→ Source:
┄┄┄┄┄┄┄┄┄┄

Question

In P2, find the change-of-coordinates matrix from the basis B = {1 − 3t 2 , 2 + t − 5t 2 , 1 + 2t} to the standard basis of P2. Then, write t 2 as a linear combination of the polynomials in B.

Answer 1

Complete Question:

In P2, find the change-of-coordinates matrix from the basis B = {1 − 3t² , 2+t− 5t² , 1 + 2t} to the standard basis C = {1, t, t²}. Then, write t² as a linear combination of the polynomials in B.

Answer:

The change of coordinate matrix is :

$M = \left[\begin{array}{ccc}1&2&1\\0&1&2\\-3&-5&0\end{array}\right]$

U = t² = 3 [1 − 3t²] - 2 [2+t− 5t²] + [1 + 2t]

Step-by-step explanation:

Let U =  {D, E, F} be any vector with respect to Basis B

U = D [1 − 3t²] + E [2+t− 5t²] + F[1 + 2t]..............(*)

U = [D+2E+F]+ t[E+2F] + t²[-3D-5E]...................(**)

┄┄┄┄┄┄┄┄┄┄

→ Extracted data:
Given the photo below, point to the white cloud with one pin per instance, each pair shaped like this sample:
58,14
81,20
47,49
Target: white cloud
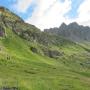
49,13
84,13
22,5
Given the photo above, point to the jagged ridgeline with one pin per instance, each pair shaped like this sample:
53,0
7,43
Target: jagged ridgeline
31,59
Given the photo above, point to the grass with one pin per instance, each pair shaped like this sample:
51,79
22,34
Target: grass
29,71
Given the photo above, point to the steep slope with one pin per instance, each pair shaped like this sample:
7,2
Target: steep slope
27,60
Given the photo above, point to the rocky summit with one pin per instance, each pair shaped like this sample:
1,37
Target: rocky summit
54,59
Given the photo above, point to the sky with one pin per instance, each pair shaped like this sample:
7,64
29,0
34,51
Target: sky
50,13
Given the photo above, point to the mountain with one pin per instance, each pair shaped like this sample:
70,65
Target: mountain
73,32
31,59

┄┄┄┄┄┄┄┄┄┄

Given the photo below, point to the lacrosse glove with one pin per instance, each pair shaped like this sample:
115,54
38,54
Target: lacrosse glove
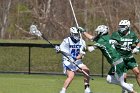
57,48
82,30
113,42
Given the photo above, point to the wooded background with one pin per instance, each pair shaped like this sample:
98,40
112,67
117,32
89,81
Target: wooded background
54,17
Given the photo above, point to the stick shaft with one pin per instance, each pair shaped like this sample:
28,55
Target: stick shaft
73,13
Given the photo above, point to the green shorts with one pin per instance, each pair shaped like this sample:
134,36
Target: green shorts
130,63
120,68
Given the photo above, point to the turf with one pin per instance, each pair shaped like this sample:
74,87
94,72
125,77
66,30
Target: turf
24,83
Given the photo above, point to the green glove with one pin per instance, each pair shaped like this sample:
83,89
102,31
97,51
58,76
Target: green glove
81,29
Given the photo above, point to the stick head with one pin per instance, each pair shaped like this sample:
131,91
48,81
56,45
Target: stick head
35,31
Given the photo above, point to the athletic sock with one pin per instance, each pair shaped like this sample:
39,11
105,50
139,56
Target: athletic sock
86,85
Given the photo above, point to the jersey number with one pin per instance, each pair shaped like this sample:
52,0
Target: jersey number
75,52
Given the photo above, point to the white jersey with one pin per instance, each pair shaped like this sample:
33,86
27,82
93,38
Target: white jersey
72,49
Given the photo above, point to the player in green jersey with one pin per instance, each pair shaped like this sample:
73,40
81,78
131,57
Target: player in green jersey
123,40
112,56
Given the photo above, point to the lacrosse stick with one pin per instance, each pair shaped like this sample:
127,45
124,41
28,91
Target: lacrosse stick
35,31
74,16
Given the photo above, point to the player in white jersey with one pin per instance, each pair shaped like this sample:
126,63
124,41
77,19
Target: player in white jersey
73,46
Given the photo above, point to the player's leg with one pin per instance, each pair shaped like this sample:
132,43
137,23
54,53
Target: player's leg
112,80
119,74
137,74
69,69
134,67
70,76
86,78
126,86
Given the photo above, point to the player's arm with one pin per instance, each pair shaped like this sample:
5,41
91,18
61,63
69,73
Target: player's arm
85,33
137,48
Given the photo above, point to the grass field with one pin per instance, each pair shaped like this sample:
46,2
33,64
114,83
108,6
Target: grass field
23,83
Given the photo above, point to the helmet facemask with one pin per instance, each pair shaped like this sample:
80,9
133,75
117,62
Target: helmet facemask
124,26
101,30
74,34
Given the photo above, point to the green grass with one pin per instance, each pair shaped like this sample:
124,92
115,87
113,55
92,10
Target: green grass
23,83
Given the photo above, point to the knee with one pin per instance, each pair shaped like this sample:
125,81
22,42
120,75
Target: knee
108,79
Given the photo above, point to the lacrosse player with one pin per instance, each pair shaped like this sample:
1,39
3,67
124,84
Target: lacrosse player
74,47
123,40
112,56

┄┄┄┄┄┄┄┄┄┄

→ Challenges:
1. From the change-of-coordinates solution above the data, extract the passage between "U = t² = 3 [1" and "t[E+2F] + t²[-3D-5E]...................(**)", inclusive.
2. List the three polynomials that make up basis B as they are written in the complete question of the change-of-coordinates solution.
3. Please carry on the step-by-step explanation in the change-of-coordinates solution, picking up after its last line.

→ Outputs in order:
1.
U = t² = 3 [1 − 3t²] - 2 [2+t− 5t²] + [1 + 2t]

Step-by-step explanation:

Let U =  {D, E, F} be any vector with respect to Basis B

U = D [1 − 3t²] + E [2+t− 5t²] + F[1 + 2t]..............(*)

U = [D+2E+F]+ t[E+2F] + t²[-3D-5E]...................(**)

2.
1 − 3t²
2+t− 5t²
1 + 2t

3.
In Matrix form;

$\left[\begin{array}{ccc}1&2&1\\0&1&2\\-3&-5&0\end{array}\right] \left[\begin{array}{ccc}D\\E\\F\end{array}\right] = \left[\begin{array}{ccc}D+2E+F\\E+2F\\-3D-5E\end{array}\right]$

The change of coordinate matrix is therefore,

$M = \left[\begin{array}{ccc}1&2&1\\0&1&2\\-3&-5&0\end{array}\right]$

To find D, E, F in (**) such that U = t²

D + 2E + F = 0.................(1)

E + 2F = 0.........................(2)

-3D -5E = 1........................(3)

Substituting eqn (2) into eqn (1 )

D=3F...................................(4)

Substituting equations (2) and (4) into eqn (3)

-9F+10F=1

F = 1

Put the value of F into equations (2) and (4)

E = -2(1) = -2

D = 3(1) = 3

Substituting the values of D, E, and F into (*)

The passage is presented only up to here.